• [Work to do] Gather and copy every line of the records below that contains the word "sleeve". Case counts, so match capital and lowercase letters exactly.

─── Data for this task

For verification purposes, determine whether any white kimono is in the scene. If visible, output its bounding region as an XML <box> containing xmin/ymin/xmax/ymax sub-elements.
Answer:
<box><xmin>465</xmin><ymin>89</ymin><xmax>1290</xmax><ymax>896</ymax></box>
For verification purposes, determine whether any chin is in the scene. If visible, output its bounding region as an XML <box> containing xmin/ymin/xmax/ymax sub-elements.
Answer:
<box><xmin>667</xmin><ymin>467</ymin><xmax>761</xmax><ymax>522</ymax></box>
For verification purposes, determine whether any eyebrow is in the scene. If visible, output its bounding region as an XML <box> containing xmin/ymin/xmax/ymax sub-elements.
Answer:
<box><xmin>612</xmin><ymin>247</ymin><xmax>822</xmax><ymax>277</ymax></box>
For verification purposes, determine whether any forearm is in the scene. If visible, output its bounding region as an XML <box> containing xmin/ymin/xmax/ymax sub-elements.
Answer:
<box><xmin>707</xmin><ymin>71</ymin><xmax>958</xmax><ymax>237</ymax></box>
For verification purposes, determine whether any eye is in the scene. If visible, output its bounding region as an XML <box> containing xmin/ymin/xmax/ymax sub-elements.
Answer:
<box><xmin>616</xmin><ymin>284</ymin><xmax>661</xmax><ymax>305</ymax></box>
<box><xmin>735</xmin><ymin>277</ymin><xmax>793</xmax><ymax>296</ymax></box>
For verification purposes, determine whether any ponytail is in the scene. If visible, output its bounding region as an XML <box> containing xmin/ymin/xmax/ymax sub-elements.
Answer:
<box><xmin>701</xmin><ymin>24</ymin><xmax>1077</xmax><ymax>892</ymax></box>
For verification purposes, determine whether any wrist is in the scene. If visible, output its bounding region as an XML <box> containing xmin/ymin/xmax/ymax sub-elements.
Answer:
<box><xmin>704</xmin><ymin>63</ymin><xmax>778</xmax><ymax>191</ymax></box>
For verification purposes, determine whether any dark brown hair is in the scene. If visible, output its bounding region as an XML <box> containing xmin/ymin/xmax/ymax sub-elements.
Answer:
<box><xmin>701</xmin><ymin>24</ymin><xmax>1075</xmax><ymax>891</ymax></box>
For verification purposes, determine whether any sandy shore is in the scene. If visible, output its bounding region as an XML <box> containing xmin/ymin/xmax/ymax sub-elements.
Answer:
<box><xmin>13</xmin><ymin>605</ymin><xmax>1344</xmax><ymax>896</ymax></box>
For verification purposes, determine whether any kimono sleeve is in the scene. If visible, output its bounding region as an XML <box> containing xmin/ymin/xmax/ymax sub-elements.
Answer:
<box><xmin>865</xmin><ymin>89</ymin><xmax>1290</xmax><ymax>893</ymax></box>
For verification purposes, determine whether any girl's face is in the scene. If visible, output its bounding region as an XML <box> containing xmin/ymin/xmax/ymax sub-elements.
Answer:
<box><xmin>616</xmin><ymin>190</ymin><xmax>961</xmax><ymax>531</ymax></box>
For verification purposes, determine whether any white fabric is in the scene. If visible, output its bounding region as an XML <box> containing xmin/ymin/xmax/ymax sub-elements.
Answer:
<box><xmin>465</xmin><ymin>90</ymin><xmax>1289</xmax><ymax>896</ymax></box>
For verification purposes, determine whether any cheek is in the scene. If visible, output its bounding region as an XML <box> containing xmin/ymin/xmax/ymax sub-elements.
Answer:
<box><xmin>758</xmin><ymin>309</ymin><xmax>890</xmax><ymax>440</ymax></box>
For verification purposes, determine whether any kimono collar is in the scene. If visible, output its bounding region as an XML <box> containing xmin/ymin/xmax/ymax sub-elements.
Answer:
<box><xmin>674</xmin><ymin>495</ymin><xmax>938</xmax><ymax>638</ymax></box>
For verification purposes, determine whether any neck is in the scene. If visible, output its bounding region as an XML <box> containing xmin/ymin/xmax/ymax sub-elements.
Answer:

──────

• [Correct result]
For verification purposes, determine whether any kimono sleeve is in the scene. If visible, output its bounding region as an XML <box> containing xmin/ymin/xmax/ymax sub-elements.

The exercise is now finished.